(Point-per-instance localization data)
>>>>>

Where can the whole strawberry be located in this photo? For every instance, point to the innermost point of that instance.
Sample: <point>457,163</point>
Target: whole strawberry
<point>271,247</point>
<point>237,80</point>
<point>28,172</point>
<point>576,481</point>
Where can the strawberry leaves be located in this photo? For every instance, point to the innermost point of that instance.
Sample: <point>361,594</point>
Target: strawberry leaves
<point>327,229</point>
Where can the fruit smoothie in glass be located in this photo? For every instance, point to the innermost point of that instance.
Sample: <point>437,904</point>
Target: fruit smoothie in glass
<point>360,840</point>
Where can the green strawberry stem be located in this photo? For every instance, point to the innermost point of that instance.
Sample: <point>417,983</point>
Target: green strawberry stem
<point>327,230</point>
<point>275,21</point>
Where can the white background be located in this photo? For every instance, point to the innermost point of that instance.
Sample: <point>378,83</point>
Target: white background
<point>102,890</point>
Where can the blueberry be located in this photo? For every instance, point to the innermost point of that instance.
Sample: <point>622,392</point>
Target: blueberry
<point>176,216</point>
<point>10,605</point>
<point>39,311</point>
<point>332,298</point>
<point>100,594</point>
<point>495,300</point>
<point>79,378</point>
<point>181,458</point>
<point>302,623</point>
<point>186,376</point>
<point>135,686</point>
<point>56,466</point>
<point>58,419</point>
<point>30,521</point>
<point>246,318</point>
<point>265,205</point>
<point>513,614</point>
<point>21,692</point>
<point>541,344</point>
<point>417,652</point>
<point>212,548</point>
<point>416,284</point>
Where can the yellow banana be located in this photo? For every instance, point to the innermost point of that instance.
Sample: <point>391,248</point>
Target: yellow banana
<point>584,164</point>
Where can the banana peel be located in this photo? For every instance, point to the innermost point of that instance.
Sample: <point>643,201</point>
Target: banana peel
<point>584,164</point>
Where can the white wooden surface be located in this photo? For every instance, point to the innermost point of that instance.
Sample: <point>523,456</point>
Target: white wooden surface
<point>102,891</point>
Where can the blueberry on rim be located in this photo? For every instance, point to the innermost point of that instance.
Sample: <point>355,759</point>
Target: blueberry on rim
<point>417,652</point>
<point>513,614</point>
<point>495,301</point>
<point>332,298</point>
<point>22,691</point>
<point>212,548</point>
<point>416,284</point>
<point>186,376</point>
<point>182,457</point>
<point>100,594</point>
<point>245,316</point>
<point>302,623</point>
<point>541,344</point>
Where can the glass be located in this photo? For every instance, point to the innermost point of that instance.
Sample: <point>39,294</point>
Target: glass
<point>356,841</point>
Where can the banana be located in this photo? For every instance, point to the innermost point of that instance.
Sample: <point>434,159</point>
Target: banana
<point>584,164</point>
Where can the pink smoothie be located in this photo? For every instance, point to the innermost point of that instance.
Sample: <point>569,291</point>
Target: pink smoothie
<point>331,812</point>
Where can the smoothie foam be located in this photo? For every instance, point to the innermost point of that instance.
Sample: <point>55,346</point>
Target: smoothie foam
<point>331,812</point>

<<<<<
>>>>>

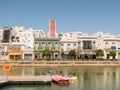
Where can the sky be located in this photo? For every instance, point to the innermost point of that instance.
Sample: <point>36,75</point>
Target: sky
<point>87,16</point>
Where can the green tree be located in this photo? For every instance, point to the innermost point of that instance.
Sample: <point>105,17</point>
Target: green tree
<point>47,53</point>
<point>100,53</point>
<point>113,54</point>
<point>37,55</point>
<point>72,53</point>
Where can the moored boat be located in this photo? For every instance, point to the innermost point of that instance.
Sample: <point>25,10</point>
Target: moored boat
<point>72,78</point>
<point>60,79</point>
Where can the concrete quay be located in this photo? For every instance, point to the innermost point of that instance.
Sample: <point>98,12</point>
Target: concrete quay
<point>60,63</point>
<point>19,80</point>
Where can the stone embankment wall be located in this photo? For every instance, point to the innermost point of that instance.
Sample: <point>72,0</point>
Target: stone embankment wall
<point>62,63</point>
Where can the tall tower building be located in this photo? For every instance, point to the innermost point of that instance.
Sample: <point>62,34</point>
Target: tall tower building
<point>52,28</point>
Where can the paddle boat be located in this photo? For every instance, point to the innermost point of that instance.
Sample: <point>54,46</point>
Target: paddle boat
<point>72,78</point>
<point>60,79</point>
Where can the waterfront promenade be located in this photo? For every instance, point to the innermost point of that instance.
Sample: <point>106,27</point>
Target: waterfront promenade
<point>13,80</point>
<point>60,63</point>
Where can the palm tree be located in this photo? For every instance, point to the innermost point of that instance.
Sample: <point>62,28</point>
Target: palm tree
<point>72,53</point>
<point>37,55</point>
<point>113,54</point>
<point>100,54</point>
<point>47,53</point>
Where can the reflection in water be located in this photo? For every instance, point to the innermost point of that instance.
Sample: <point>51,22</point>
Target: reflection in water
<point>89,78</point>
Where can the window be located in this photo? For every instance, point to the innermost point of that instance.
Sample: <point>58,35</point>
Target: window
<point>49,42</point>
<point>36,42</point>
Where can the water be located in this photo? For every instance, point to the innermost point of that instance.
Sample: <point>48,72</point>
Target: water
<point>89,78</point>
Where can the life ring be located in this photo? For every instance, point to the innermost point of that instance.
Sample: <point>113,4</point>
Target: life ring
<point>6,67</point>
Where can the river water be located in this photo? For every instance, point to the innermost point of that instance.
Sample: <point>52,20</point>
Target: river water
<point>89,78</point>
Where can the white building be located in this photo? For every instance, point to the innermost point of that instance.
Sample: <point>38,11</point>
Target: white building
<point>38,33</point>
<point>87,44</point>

<<<<<

[Required work] Take the lines above from the one containing "Where can the blueberry on" down to the one containing "Sample: <point>39,294</point>", and transcribe them exactly, both ends included.

[Written reply]
Where can the blueberry on rim be located in this photo? For every instance, point to the innermost point of that instance.
Sample: <point>355,759</point>
Target: blueberry on rim
<point>417,652</point>
<point>513,614</point>
<point>495,301</point>
<point>332,298</point>
<point>22,691</point>
<point>212,548</point>
<point>416,284</point>
<point>186,376</point>
<point>182,457</point>
<point>100,594</point>
<point>245,316</point>
<point>302,623</point>
<point>541,344</point>
Where can the glass be located in this photo? For every instance, point to the innermost point of that instance.
Sample: <point>39,294</point>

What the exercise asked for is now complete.